- **SOURCE**:
(begin)
# Be smarter about presenting and selecting from streaming sources



## jmccorm (Oct 8, 2000)

I was wanting to watch The Expanse from a streaming source. I pull up the episode that I want, and I find that it is available from Cox Contour [the first listed option] and Amazon [the second listed option].

If I go to Cox Contour, I don't have fast forward functionality, but it instantly starts playing. Awesome! If I go to Amazon, I'm on the landing page where I can pay for the episode if I want to watch it. Okay, not great, but I understand that.

Now, back up to the screen where I can select between Cox and Amazon. What if I just hit [select] on the menu option that is just one level up... the one that says that I can view it from an online streaming source?

Which one of the streaming options does it automatically select for me?

The first listed option, which is Cox Contour? Nope.
The video that will instantly start playing? Nope.
The video that is no-cost? Nope.
Instead, it takes me to landing page for the episode on Amazon where I have the option to pay for the program.

It made the worst possible choice when I didn't explicitly choose which streaming provider I wanted to use. Absolutely stupid and I have to wonder why TiVo was not working in my best interest.

I think, beyond that, I'd rather not have each streaming choice listed a blind alley menu option. If it can tell me ahead of time, "Hey, if you select Cox, it'll instantly start playing, and at no cost", that would be useful to me rather than having to go in and manually investigate each option. This is even more important when you have something like Amazon which mixes pay-per-episode video with no-additional-cost (Prime) video.

This needs to be a whole lot smarter.
(end)
- **WRITTEN INSTRUCTION 1**: Condense the paragraph of the forum post that begins "I think, beyond that," into a shorter version that keeps its main facts.

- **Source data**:
(begin)
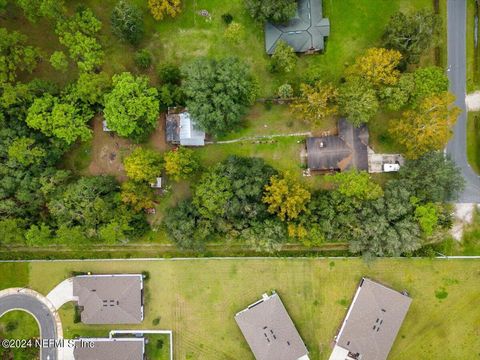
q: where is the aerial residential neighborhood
[0,0,480,360]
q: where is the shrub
[222,13,233,25]
[134,49,152,70]
[158,64,182,85]
[277,83,293,99]
[110,0,144,45]
[50,51,68,72]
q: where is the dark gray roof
[166,111,205,146]
[73,338,145,360]
[73,274,143,324]
[235,293,308,360]
[265,0,330,54]
[336,278,412,360]
[307,119,369,171]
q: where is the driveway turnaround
[447,0,480,203]
[0,289,58,360]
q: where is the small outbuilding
[265,0,330,55]
[235,293,309,360]
[306,118,369,173]
[165,108,205,146]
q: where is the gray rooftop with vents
[73,274,143,324]
[235,293,308,360]
[336,278,412,360]
[265,0,330,54]
[73,338,145,360]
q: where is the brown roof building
[307,119,369,172]
[73,274,143,324]
[330,278,412,360]
[235,293,309,360]
[73,338,145,360]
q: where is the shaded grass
[467,112,480,174]
[18,259,480,360]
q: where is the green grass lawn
[467,0,480,92]
[467,112,480,174]
[0,259,472,360]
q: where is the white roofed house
[165,108,205,146]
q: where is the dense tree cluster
[182,57,256,135]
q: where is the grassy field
[0,259,468,360]
[467,112,480,174]
[467,0,480,92]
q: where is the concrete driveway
[0,288,63,360]
[446,0,480,203]
[47,278,78,310]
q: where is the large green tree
[110,0,144,45]
[26,94,93,144]
[183,58,256,135]
[55,8,104,72]
[245,0,297,23]
[123,147,163,183]
[103,72,159,141]
[338,77,380,126]
[383,9,442,64]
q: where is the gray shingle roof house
[73,338,145,360]
[166,109,205,146]
[307,118,369,172]
[235,293,309,360]
[330,278,412,360]
[73,274,143,324]
[265,0,330,55]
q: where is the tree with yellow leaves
[148,0,182,20]
[391,92,460,159]
[347,48,402,86]
[290,81,338,123]
[262,173,311,221]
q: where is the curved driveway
[0,292,58,360]
[447,0,480,203]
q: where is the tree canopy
[290,81,338,123]
[26,94,93,144]
[347,48,402,87]
[148,0,182,20]
[55,8,104,72]
[182,57,256,136]
[263,174,310,221]
[103,72,159,141]
[383,9,441,64]
[390,93,460,159]
[123,147,163,183]
[245,0,297,23]
[110,0,145,45]
[338,77,380,126]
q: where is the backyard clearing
[0,258,480,360]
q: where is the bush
[50,51,68,72]
[222,13,233,25]
[134,49,152,70]
[158,64,182,85]
[110,0,144,45]
[225,21,244,43]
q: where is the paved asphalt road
[0,294,57,360]
[447,0,480,203]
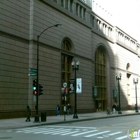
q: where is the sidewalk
[0,110,140,130]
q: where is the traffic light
[33,79,37,96]
[39,84,43,95]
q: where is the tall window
[61,39,73,108]
[95,47,107,111]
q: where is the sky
[92,0,140,43]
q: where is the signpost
[28,68,37,76]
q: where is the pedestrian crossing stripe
[15,126,127,140]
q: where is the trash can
[41,112,47,122]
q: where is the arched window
[95,47,107,111]
[61,38,73,108]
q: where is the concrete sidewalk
[0,110,140,130]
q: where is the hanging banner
[69,79,74,93]
[76,78,82,93]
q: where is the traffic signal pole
[34,24,61,122]
[34,36,39,122]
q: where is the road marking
[52,129,71,135]
[60,131,79,136]
[133,138,140,140]
[71,130,98,136]
[116,135,128,140]
[85,131,110,138]
[108,132,122,136]
[44,125,96,129]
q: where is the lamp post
[116,73,122,114]
[34,24,61,122]
[133,78,139,112]
[71,61,79,118]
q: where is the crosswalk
[15,125,140,140]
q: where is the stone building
[0,0,140,118]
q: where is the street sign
[63,82,67,88]
[28,73,37,76]
[28,68,37,76]
[29,68,37,73]
[69,79,74,93]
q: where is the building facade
[0,0,140,118]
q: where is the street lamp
[71,61,80,118]
[133,78,139,112]
[116,73,122,114]
[34,24,61,122]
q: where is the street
[0,115,140,140]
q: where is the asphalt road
[0,115,140,140]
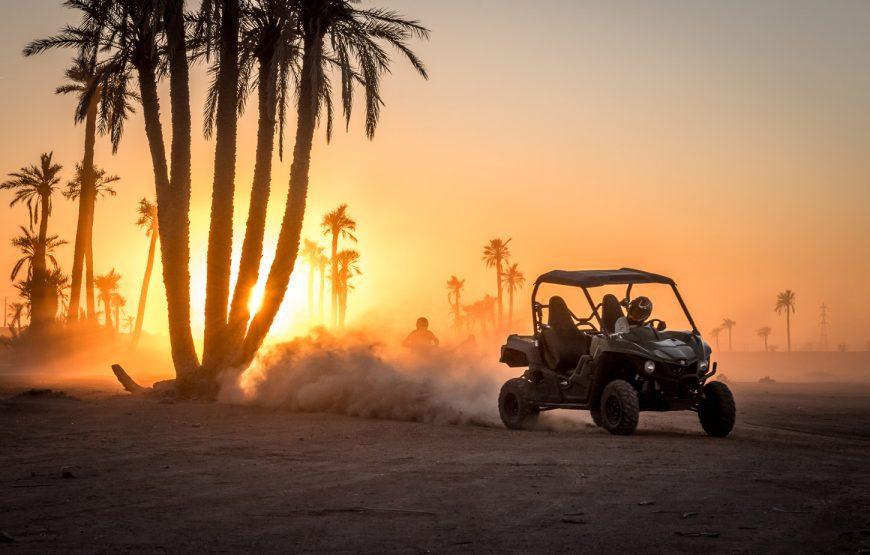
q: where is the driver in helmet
[626,295,652,326]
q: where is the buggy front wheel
[599,380,640,436]
[498,378,540,430]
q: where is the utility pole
[819,303,828,351]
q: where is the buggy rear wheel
[698,382,737,437]
[498,378,540,430]
[599,380,640,436]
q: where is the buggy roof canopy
[536,268,674,287]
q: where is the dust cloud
[219,331,584,427]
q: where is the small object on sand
[112,364,150,394]
[676,532,719,538]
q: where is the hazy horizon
[0,0,870,350]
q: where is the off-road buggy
[498,268,735,437]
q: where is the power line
[819,303,829,351]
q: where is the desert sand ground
[0,383,870,552]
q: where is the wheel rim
[504,393,520,418]
[604,396,622,424]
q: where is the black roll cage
[532,276,700,336]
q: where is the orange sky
[0,0,870,349]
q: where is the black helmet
[628,295,652,324]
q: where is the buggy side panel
[499,334,541,368]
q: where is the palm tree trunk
[234,29,323,367]
[308,264,314,320]
[131,229,157,348]
[508,286,514,327]
[68,95,99,321]
[317,266,326,324]
[228,53,277,345]
[85,233,97,321]
[338,284,347,329]
[137,50,199,379]
[329,231,338,327]
[495,259,503,327]
[30,194,51,331]
[103,298,112,329]
[202,0,239,373]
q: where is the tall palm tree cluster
[0,153,162,340]
[24,0,429,395]
[301,204,362,328]
[447,238,526,333]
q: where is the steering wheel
[643,318,666,339]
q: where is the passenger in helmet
[627,295,652,326]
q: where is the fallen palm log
[112,364,176,397]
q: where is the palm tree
[710,328,722,351]
[131,198,159,347]
[215,0,297,348]
[112,292,127,332]
[447,276,465,330]
[237,0,429,366]
[302,239,323,319]
[24,5,136,326]
[317,254,329,323]
[320,204,356,326]
[774,289,795,353]
[722,318,737,351]
[504,264,526,324]
[94,268,121,329]
[9,302,28,335]
[9,226,66,281]
[63,164,121,319]
[0,152,62,331]
[755,326,773,353]
[483,238,511,326]
[336,249,362,329]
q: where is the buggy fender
[499,334,542,368]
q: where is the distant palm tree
[447,276,465,330]
[755,326,773,353]
[722,318,737,351]
[774,289,795,353]
[336,249,362,328]
[710,328,722,351]
[9,226,66,281]
[504,264,526,325]
[0,152,62,331]
[112,291,127,332]
[483,238,511,326]
[9,302,28,335]
[15,268,69,319]
[63,164,121,319]
[131,198,160,347]
[301,239,323,319]
[317,254,329,323]
[320,204,356,326]
[94,268,121,328]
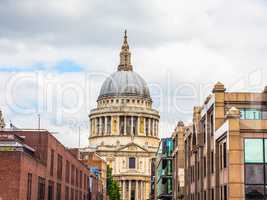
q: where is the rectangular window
[79,171,83,188]
[219,144,223,169]
[50,149,54,176]
[70,188,74,200]
[107,116,111,135]
[75,169,79,186]
[27,173,32,200]
[145,118,149,136]
[65,160,70,183]
[245,185,264,200]
[210,114,214,136]
[126,116,132,135]
[203,121,207,144]
[240,108,262,120]
[56,183,61,200]
[213,151,214,174]
[48,181,54,200]
[245,164,264,184]
[96,117,100,135]
[129,157,135,169]
[203,156,207,177]
[65,186,70,200]
[197,162,200,180]
[133,117,138,135]
[37,177,45,200]
[57,154,62,180]
[245,139,263,163]
[71,165,75,185]
[223,185,228,200]
[223,142,227,168]
[120,116,125,135]
[100,117,106,135]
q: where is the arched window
[129,157,135,169]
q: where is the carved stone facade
[89,32,159,200]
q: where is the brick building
[0,130,102,200]
[184,83,267,200]
[79,148,107,200]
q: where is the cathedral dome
[98,32,151,100]
[98,71,150,100]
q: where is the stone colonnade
[90,115,159,137]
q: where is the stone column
[135,180,139,200]
[129,180,131,200]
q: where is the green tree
[107,165,121,200]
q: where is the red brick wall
[0,131,101,200]
[0,152,21,200]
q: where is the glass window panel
[264,139,267,162]
[240,109,245,119]
[246,185,264,200]
[245,139,263,163]
[245,164,264,184]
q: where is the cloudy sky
[0,0,267,146]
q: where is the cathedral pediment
[117,142,148,152]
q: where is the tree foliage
[107,165,121,200]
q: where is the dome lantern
[118,30,133,71]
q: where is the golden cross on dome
[118,30,133,71]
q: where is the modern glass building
[155,138,173,199]
[181,83,267,200]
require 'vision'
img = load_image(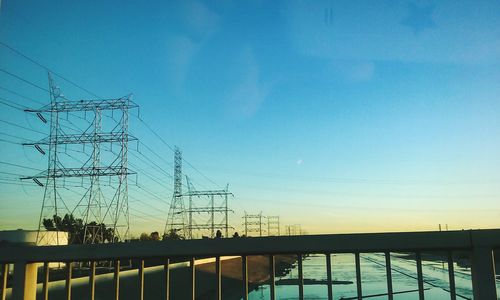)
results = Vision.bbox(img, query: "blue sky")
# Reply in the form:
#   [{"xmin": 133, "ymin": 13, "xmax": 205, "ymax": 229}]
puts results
[{"xmin": 0, "ymin": 0, "xmax": 500, "ymax": 233}]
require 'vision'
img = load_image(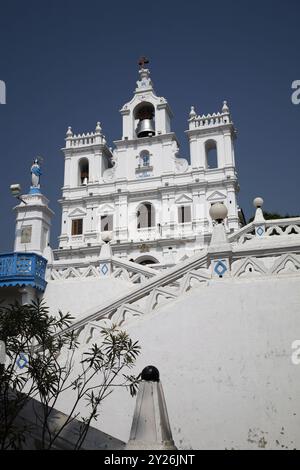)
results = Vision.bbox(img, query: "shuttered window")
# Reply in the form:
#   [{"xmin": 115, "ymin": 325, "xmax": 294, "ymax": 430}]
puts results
[
  {"xmin": 72, "ymin": 219, "xmax": 83, "ymax": 235},
  {"xmin": 178, "ymin": 206, "xmax": 192, "ymax": 224}
]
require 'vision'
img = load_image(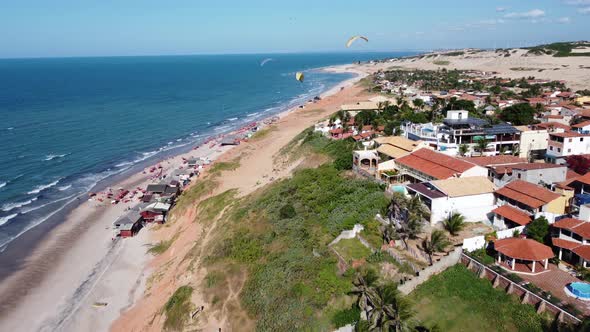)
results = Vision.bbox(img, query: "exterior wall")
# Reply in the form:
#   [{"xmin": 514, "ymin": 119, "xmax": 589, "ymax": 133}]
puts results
[
  {"xmin": 512, "ymin": 166, "xmax": 567, "ymax": 184},
  {"xmin": 541, "ymin": 196, "xmax": 567, "ymax": 214},
  {"xmin": 519, "ymin": 130, "xmax": 549, "ymax": 158},
  {"xmin": 460, "ymin": 166, "xmax": 488, "ymax": 178},
  {"xmin": 430, "ymin": 193, "xmax": 494, "ymax": 224}
]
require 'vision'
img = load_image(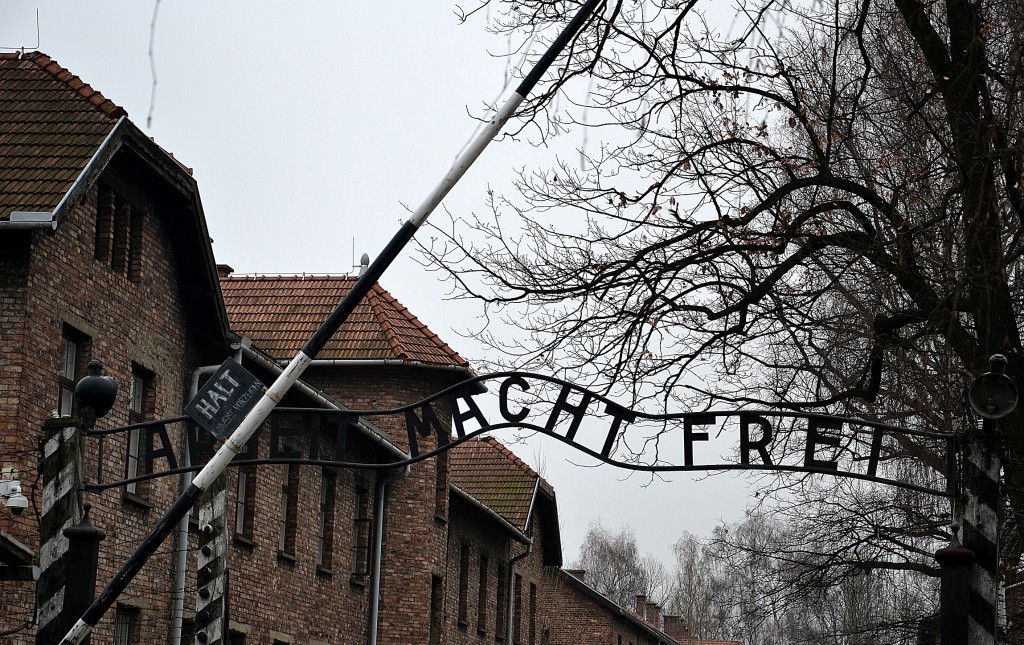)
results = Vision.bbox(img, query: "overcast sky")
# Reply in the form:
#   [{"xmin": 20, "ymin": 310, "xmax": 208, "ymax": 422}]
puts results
[{"xmin": 0, "ymin": 0, "xmax": 746, "ymax": 564}]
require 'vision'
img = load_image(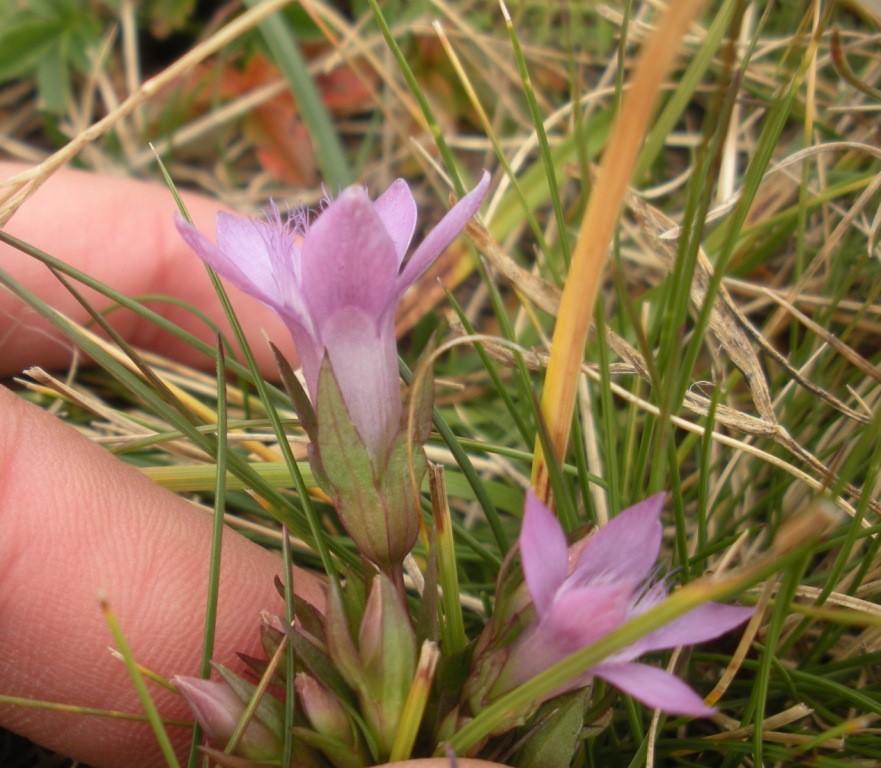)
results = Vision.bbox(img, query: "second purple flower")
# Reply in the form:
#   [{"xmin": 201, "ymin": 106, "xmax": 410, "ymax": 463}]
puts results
[{"xmin": 177, "ymin": 174, "xmax": 489, "ymax": 567}]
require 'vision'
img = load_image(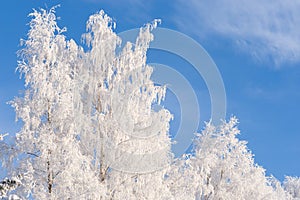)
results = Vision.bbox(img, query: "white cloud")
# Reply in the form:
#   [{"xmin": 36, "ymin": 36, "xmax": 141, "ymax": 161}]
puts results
[{"xmin": 176, "ymin": 0, "xmax": 300, "ymax": 67}]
(end)
- **WRITTEN INSTRUCTION 2**: Please retype the lines of the listing from the line with "q: where is the buggy front wheel" up to and including the line with "[0,0,870,350]".

- **FULL RESPONSE 1**: The writer doesn't want each streaming choice to be a blind-alley menu option. It would be more useful if the menu said in advance what each choice does, for example that Cox would start playing instantly and at no cost, rather than making the viewer check every option by hand. This matters even more for a provider like Amazon, which mixes pay-per-episode video with no-additional-cost Prime video.

- **FULL RESPONSE 2**:
q: where is the buggy front wheel
[599,380,640,436]
[498,378,540,430]
q: where is the utility pole
[819,303,828,351]
q: where is the buggy rear wheel
[698,382,737,437]
[498,378,540,430]
[599,380,640,436]
q: where is the buggy roof canopy
[536,268,674,287]
q: where is the dust cloud
[219,331,584,427]
q: where is the small object on sand
[112,364,150,394]
[676,532,719,538]
q: where is the hazy horizon
[0,0,870,350]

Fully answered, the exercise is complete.